## AIM OF THE TASK
Find the string "door" in the entries and copy each line that has it.
── DATA FOR ANALYSIS
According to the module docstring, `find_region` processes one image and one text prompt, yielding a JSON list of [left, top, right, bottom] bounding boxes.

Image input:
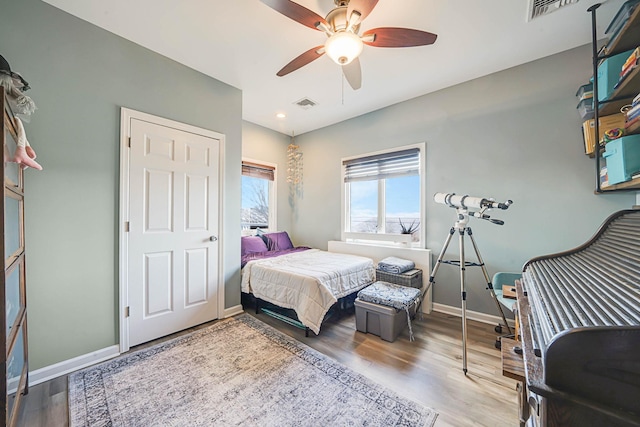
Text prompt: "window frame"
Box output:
[[341, 143, 426, 247], [241, 157, 277, 233]]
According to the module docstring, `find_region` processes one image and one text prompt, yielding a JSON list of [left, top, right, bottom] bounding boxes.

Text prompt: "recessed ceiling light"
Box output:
[[276, 113, 286, 119]]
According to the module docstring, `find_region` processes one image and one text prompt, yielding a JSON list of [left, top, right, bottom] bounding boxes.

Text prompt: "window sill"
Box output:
[[333, 240, 427, 252], [343, 232, 418, 247], [241, 228, 273, 237]]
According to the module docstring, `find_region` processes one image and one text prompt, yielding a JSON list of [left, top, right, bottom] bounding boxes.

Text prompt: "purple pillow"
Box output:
[[264, 231, 294, 251], [241, 236, 268, 256]]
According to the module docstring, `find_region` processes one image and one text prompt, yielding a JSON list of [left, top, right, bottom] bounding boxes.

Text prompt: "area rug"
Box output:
[[69, 314, 438, 426]]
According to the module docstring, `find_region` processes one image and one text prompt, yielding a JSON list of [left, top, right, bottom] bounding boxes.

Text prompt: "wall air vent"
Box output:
[[527, 0, 580, 21], [294, 97, 318, 110]]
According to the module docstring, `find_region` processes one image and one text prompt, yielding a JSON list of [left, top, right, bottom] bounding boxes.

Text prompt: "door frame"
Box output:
[[118, 107, 225, 353]]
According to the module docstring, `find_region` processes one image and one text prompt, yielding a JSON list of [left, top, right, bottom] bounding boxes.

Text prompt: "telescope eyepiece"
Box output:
[[496, 200, 513, 210]]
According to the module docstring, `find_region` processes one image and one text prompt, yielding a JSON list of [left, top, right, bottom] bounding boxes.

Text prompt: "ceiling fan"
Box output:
[[260, 0, 438, 90]]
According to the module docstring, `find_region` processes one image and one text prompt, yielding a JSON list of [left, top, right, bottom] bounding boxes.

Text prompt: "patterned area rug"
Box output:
[[69, 314, 438, 426]]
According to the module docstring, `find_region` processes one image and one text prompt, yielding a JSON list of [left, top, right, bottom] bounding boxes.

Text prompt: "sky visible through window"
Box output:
[[241, 176, 269, 228], [350, 175, 420, 234], [241, 174, 420, 233]]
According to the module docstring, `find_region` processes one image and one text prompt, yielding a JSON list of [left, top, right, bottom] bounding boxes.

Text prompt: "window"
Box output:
[[241, 160, 276, 232], [342, 145, 424, 245]]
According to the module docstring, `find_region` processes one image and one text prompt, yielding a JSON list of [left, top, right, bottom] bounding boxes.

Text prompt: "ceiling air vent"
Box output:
[[294, 97, 318, 110], [527, 0, 580, 21]]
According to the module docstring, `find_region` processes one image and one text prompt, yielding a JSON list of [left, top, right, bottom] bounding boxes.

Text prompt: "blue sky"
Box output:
[[243, 174, 420, 230], [350, 175, 420, 220]]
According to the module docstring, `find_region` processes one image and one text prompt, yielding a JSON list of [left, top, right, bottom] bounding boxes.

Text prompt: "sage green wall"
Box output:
[[1, 0, 242, 370], [292, 44, 635, 316], [242, 121, 294, 237]]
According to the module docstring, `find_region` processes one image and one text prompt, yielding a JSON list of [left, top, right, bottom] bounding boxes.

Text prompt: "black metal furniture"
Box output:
[[516, 209, 640, 426]]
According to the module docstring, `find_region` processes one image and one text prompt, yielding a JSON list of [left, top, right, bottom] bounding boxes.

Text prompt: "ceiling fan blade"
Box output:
[[342, 58, 362, 90], [277, 46, 325, 77], [347, 0, 379, 22], [362, 27, 438, 47], [260, 0, 328, 31]]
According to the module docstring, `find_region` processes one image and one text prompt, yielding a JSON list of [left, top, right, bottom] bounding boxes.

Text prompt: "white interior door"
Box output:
[[125, 115, 221, 347]]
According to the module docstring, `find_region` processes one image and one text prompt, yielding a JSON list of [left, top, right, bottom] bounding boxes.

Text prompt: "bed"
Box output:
[[241, 232, 375, 335]]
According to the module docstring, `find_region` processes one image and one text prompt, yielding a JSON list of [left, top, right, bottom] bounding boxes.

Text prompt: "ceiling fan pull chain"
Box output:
[[341, 70, 345, 106]]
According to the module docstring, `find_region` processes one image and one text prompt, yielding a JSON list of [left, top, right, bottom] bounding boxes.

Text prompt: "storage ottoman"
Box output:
[[355, 281, 421, 342]]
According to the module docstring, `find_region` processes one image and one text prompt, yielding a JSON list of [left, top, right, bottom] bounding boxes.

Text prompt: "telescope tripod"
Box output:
[[429, 208, 512, 375]]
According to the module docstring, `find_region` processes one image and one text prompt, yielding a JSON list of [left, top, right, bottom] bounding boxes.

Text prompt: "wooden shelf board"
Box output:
[[601, 175, 640, 191]]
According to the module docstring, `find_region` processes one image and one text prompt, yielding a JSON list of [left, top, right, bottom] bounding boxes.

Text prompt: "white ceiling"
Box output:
[[42, 0, 623, 136]]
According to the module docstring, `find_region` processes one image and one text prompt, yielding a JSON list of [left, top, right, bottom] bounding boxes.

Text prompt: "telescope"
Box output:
[[434, 193, 512, 211], [430, 192, 513, 374]]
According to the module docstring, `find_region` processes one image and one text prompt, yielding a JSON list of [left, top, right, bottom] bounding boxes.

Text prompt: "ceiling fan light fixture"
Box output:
[[324, 31, 363, 65]]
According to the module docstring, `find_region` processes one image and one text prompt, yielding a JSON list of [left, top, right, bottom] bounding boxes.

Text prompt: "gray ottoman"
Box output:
[[355, 281, 421, 342]]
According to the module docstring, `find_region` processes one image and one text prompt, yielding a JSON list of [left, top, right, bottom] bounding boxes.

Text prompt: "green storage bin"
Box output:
[[603, 135, 640, 184], [597, 50, 633, 102]]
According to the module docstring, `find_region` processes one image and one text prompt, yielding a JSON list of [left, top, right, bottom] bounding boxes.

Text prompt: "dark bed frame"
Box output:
[[241, 291, 359, 337]]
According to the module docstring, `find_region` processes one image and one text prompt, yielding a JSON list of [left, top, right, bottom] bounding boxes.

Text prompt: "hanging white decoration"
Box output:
[[286, 138, 303, 187]]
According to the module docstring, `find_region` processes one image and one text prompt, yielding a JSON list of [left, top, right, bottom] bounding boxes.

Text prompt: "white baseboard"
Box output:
[[24, 345, 120, 390], [432, 303, 516, 327], [224, 304, 244, 318]]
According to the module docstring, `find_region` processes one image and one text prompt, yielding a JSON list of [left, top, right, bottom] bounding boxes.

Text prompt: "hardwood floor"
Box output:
[[15, 309, 519, 426]]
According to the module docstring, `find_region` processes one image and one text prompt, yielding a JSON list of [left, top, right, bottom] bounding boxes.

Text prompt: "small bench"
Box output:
[[355, 281, 421, 342]]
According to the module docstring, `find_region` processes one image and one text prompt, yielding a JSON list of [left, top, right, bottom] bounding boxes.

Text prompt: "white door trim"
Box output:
[[119, 107, 225, 353]]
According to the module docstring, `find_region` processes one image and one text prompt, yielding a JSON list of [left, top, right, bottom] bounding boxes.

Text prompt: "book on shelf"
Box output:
[[627, 104, 640, 122], [628, 101, 640, 113], [620, 60, 638, 80], [628, 112, 640, 124], [626, 116, 640, 135], [626, 115, 640, 126]]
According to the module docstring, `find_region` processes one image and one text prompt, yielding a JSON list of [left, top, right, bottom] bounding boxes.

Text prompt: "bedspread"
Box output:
[[241, 249, 374, 334]]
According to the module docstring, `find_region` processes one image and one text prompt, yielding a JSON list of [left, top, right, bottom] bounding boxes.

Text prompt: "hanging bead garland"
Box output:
[[286, 143, 303, 186]]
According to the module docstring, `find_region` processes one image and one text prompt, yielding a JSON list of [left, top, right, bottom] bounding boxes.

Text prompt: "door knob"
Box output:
[[209, 236, 218, 242]]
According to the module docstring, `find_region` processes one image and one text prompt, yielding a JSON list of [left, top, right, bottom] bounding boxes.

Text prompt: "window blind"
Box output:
[[343, 148, 420, 182], [242, 161, 275, 181]]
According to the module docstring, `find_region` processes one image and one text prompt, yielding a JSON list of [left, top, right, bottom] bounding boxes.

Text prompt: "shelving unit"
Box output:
[[1, 90, 29, 426], [589, 3, 640, 192]]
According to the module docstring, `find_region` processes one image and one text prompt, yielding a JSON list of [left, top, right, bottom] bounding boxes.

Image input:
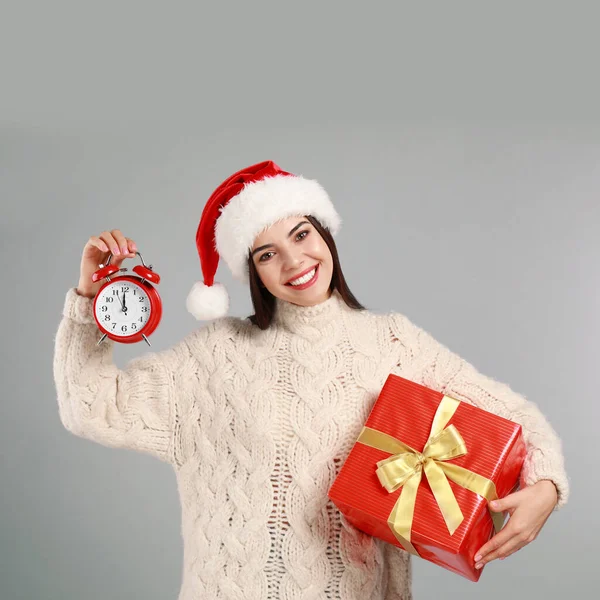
────
## TASK SOLUTION
Text prompt: "door frame"
Text prompt: "white interior door"
Text prompt: "white door trim"
Text prompt: "door knob"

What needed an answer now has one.